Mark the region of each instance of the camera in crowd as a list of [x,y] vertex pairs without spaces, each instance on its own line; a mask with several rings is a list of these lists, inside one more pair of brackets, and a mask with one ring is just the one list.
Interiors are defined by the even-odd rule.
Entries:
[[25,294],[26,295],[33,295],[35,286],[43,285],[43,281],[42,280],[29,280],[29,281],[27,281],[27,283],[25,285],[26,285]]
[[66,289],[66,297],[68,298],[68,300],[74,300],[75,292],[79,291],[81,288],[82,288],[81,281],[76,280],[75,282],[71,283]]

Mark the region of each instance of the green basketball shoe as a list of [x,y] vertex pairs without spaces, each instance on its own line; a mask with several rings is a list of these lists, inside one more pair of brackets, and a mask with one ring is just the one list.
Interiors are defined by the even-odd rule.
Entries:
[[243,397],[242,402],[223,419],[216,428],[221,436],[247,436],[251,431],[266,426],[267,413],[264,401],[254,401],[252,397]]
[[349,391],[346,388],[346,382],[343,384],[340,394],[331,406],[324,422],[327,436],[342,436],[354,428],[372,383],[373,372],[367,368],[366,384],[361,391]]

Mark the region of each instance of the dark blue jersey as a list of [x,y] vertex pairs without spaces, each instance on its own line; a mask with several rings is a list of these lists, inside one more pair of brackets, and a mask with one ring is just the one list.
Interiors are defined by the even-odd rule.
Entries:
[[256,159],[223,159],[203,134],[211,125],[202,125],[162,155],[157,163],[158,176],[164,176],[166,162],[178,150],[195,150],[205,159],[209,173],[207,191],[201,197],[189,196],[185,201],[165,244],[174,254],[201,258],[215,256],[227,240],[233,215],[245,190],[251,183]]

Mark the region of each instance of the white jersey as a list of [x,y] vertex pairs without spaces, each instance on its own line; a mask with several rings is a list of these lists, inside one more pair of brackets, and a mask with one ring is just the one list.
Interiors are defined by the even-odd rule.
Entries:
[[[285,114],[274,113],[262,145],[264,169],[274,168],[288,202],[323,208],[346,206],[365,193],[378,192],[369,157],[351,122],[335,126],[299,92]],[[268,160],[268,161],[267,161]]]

= = = = =

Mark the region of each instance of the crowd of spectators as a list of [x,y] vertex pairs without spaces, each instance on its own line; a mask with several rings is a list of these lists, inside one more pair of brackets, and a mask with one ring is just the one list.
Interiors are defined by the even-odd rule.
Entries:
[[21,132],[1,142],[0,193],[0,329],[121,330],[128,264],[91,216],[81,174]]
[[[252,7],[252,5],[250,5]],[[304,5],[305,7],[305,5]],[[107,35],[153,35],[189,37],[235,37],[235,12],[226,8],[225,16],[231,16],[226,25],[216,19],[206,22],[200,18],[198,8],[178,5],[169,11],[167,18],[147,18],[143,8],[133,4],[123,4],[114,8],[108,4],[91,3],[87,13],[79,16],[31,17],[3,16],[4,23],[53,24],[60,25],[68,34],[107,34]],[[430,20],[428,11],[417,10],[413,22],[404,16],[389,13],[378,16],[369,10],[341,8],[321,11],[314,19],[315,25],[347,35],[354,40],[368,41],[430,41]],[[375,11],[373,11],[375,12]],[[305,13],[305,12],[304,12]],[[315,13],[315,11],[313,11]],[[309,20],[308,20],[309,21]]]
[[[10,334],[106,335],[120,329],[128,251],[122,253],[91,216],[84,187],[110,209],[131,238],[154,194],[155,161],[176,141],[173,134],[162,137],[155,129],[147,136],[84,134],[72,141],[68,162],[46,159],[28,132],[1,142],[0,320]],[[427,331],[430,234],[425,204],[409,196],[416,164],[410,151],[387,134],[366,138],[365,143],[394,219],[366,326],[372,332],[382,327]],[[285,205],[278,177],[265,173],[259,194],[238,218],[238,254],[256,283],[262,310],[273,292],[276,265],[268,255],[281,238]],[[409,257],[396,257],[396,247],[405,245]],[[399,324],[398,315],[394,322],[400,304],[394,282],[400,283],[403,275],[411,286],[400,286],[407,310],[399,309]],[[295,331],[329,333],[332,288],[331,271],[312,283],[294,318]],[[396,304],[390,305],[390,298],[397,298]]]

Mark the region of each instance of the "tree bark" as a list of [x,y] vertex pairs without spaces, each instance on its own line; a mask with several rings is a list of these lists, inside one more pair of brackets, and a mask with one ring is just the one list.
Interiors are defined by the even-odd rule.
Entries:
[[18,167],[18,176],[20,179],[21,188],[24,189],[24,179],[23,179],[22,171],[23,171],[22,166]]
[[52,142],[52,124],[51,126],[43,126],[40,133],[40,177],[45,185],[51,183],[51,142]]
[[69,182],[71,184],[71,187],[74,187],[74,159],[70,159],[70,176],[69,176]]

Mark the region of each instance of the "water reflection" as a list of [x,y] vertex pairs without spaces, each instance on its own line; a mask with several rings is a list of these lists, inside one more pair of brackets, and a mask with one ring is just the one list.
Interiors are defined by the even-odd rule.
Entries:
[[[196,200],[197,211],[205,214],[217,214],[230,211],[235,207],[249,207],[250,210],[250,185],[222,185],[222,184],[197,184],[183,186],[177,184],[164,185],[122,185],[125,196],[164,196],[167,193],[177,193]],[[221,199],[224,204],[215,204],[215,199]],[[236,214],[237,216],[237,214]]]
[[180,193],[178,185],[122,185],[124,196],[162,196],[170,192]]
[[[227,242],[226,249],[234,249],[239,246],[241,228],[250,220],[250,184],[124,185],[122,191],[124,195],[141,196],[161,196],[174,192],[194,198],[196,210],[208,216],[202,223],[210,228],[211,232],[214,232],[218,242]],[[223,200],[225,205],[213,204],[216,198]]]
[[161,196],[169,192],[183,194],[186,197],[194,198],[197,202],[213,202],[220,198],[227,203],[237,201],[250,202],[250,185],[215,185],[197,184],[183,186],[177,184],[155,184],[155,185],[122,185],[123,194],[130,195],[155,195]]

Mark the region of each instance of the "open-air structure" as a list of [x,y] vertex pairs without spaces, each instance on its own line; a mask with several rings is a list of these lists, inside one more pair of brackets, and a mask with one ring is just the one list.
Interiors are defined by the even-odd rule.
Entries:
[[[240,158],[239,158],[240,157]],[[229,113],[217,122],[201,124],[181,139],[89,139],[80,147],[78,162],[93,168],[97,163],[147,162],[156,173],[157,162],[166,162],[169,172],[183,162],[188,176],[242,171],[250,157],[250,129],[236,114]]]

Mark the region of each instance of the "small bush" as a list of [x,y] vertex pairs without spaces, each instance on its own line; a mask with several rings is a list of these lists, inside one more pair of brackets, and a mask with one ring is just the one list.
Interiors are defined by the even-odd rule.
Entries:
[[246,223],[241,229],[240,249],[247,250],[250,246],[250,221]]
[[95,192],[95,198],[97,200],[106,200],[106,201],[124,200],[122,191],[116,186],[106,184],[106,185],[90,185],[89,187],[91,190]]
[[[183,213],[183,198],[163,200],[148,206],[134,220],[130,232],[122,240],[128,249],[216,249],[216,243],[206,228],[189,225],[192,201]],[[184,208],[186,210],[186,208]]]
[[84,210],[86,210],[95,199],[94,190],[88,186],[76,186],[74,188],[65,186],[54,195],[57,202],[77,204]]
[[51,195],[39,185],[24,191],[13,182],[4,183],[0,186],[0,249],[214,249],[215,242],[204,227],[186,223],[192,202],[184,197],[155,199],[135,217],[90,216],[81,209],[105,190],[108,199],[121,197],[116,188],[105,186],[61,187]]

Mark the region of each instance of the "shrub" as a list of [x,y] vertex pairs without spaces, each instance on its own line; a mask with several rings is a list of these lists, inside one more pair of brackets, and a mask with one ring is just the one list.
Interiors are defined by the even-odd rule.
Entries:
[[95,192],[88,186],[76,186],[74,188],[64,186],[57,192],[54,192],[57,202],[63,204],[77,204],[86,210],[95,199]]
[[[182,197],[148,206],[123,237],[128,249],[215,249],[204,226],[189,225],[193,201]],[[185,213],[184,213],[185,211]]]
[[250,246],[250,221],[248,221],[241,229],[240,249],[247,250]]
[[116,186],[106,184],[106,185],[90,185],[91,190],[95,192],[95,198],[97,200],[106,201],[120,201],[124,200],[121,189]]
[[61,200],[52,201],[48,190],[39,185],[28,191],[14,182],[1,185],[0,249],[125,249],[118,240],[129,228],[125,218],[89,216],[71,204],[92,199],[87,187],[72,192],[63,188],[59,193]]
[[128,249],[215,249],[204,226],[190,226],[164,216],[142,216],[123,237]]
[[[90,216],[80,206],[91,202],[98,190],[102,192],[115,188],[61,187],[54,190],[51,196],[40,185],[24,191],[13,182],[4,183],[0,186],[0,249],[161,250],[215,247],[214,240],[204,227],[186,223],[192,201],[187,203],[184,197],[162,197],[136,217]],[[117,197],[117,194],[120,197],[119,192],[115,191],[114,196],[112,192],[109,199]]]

= = = = =

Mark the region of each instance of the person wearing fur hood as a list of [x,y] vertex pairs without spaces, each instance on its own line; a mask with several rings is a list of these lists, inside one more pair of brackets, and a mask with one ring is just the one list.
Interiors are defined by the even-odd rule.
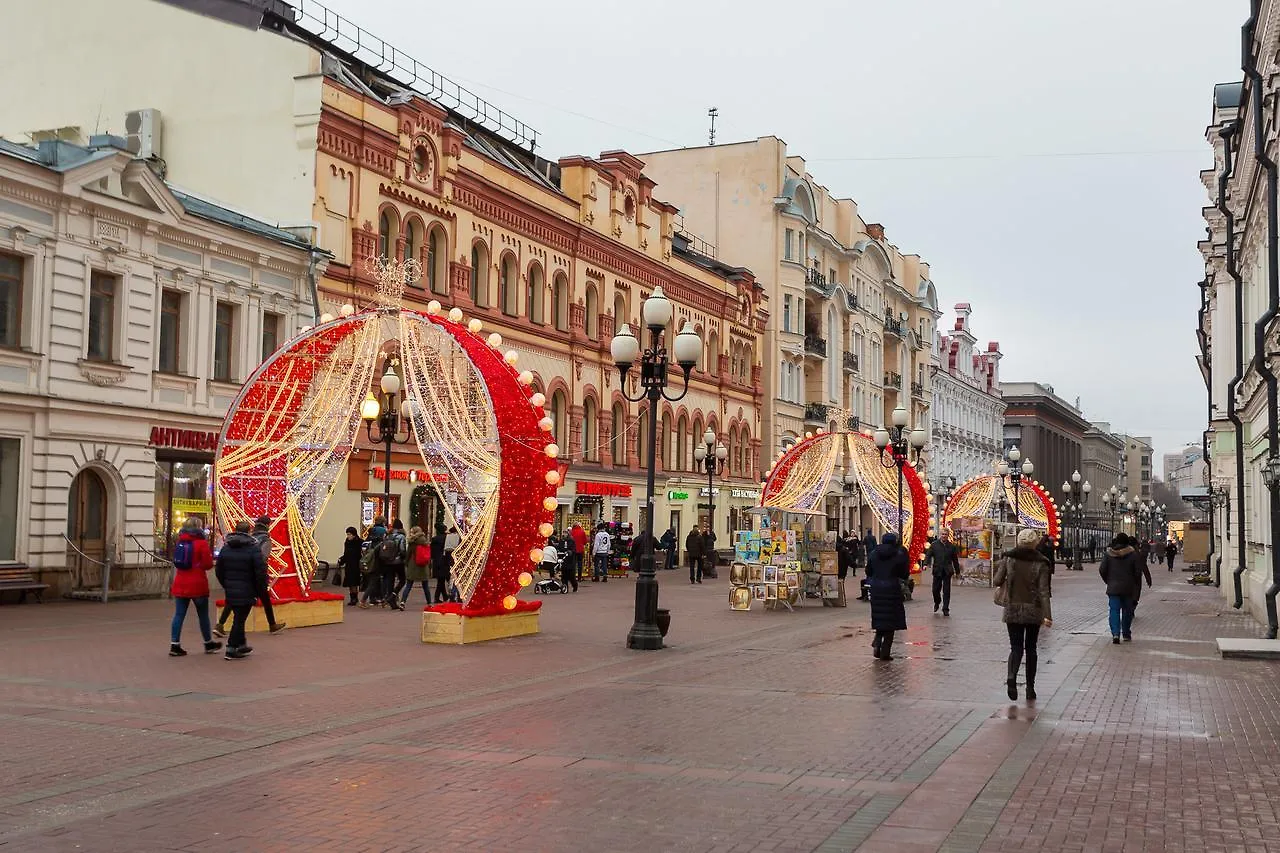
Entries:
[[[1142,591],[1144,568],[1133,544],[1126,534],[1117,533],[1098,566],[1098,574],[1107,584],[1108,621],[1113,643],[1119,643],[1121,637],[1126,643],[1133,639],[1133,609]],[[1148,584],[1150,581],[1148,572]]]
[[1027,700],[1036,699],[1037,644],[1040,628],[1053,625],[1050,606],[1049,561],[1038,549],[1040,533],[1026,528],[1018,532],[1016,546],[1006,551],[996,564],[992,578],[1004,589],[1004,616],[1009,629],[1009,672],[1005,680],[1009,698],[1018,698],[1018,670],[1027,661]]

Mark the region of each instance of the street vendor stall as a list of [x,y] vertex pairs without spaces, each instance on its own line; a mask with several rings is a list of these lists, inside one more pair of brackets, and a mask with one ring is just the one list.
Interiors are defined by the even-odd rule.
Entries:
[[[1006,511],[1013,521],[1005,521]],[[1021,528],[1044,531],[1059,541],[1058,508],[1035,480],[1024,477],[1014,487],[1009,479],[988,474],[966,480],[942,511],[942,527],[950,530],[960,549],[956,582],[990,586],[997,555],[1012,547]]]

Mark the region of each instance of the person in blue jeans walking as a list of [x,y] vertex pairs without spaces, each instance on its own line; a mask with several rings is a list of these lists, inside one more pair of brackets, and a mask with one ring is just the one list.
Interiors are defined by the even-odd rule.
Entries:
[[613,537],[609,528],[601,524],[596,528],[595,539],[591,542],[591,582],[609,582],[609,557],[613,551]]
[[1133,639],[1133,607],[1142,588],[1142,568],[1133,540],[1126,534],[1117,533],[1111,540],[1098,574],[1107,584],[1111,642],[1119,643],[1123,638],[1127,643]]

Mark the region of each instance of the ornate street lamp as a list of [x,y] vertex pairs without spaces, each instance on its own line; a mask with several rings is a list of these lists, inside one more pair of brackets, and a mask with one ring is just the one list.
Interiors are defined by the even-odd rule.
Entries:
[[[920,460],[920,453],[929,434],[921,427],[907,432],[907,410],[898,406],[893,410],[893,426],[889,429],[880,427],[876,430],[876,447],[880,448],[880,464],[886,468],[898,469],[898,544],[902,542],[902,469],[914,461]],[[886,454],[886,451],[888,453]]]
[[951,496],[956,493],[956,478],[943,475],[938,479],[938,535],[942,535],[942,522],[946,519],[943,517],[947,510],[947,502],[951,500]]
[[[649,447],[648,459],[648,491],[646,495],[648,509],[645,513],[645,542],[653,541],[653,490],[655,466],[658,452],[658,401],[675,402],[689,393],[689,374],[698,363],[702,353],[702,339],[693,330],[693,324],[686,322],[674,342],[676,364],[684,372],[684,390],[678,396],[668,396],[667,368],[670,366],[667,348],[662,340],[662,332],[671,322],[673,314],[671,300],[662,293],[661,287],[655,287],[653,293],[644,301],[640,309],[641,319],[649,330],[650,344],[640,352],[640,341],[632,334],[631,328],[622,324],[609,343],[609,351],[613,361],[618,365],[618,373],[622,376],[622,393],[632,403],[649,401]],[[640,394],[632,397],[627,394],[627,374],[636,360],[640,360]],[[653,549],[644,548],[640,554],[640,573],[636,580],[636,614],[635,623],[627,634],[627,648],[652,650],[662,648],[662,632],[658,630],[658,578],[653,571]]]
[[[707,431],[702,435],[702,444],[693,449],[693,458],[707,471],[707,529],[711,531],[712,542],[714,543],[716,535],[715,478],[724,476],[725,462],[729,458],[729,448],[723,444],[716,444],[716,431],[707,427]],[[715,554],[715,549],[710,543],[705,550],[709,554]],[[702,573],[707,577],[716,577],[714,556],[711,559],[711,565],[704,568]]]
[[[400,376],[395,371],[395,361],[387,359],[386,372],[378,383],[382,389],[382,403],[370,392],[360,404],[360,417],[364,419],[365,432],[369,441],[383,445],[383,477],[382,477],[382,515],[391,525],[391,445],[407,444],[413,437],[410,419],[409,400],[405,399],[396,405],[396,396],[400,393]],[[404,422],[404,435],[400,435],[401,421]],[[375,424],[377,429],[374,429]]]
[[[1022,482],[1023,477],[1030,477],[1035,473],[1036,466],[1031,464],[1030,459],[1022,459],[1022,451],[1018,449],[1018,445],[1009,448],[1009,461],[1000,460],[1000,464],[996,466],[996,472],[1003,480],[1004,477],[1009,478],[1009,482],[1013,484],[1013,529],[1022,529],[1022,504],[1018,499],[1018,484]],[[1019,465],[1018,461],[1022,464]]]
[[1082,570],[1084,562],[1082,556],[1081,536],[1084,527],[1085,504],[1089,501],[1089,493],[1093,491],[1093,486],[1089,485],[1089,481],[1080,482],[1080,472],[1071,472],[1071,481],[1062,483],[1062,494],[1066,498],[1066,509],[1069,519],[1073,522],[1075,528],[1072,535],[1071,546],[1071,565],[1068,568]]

= = = = =

PROBLEM DETAILS: Look through the material and copy each line that has "street".

ANSWER TO THE PROBLEM:
Mark the region of each instance of the street vendor stall as a list of [x,y] vertex pairs without spaces, each instance on its own line; a mask with several rings is a list of these lists, inside one more pair of brackets, and a mask with one ring is just the one list.
Mark the region of each instance of the ornate street lamp as a list of [x,y] vertex pairs without spaces, each instance on its own line; a mask with several rings is a list of these lists, inside one more pair of brackets, and a mask with one ring is just the one list.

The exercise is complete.